_DATASET RECORDS_:
══════════

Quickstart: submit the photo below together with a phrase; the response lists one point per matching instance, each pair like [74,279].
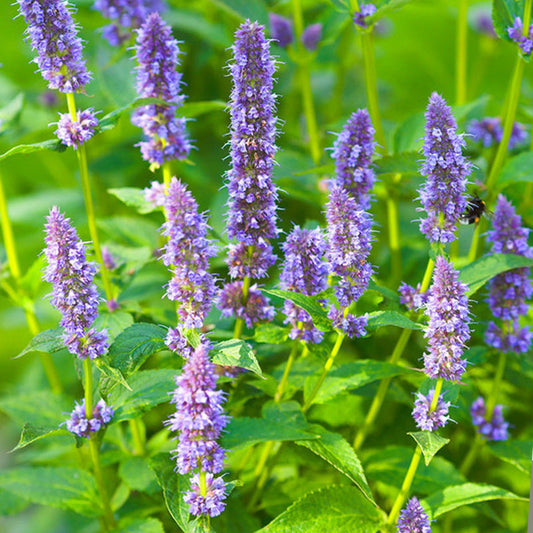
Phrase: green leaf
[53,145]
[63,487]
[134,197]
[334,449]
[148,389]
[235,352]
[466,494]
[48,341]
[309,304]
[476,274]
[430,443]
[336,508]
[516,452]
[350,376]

══════════

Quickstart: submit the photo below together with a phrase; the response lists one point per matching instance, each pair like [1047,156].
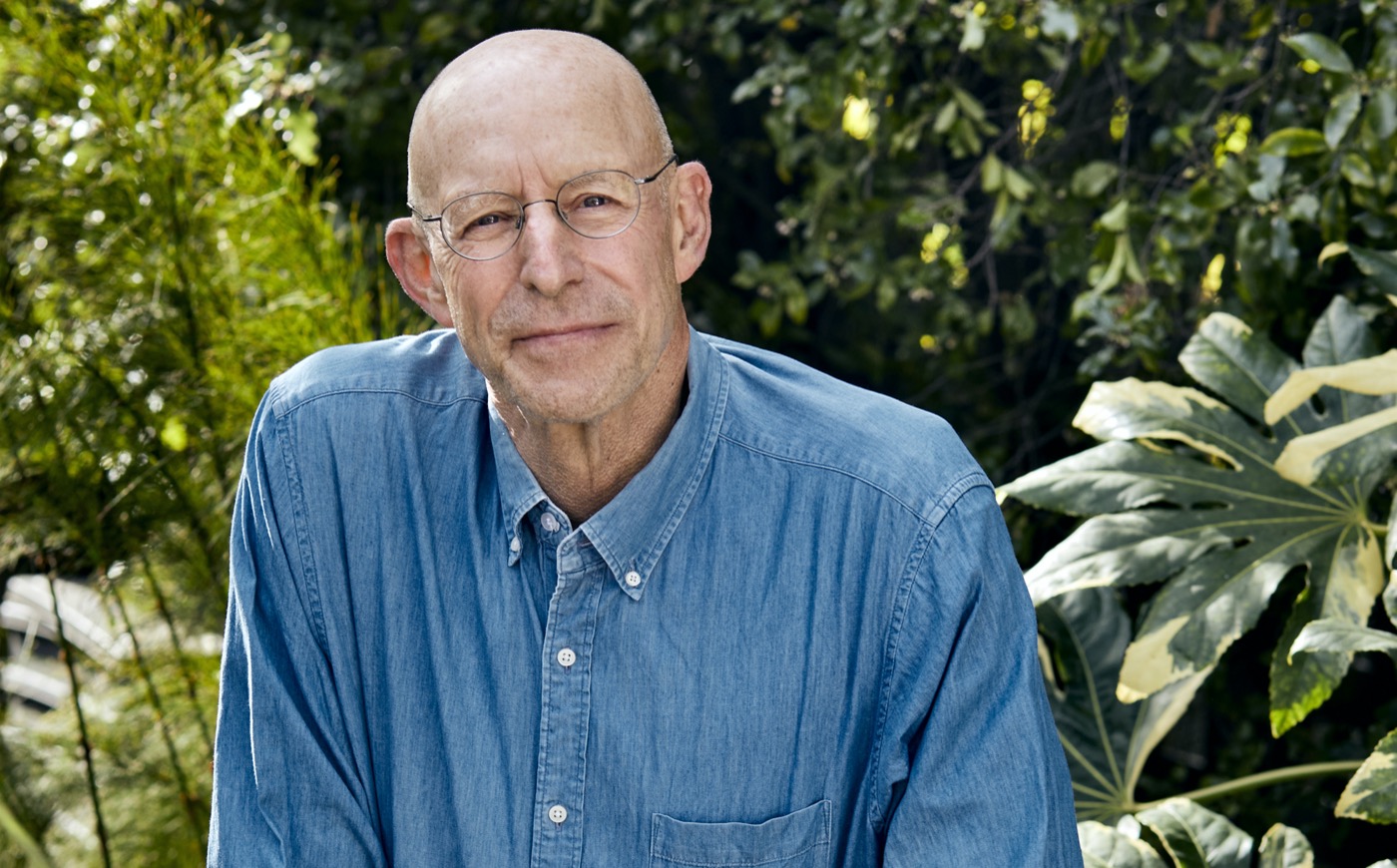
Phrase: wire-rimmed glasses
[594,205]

══════════

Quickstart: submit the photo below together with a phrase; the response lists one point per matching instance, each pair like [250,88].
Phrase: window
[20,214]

══════════

_DIRECTIVE_:
List every line of the listing above that contains the word "together", copying each line in full.

_ANSWER TO THIS TASK_:
Quickstart: submit the photo below together with a phrase; the response lists one point per matching instance, each pair like [74,279].
Quickstart: submit the photo below together with a phrase; the response lists one point per matching instance, each pair like [1047,156].
Quickstart: submit the photo below together with a phrase; the response lists one point per matching instance, each pair like [250,88].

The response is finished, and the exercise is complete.